# Material supplied
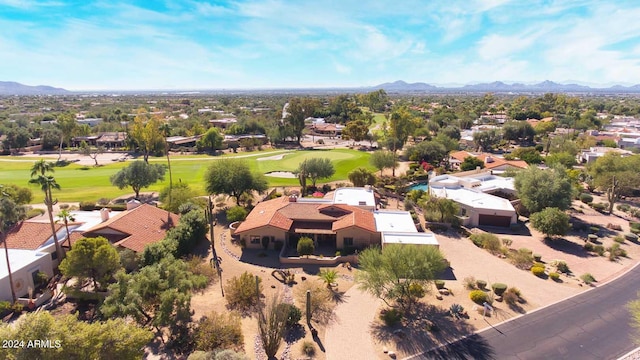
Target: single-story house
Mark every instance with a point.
(25, 265)
(135, 228)
(474, 195)
(491, 161)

# Request
Could you retype every line of the records above word for word, leaving out the pictures?

# Written answer
Target: single-story house
Mark every instance with a point.
(25, 265)
(135, 228)
(474, 195)
(491, 161)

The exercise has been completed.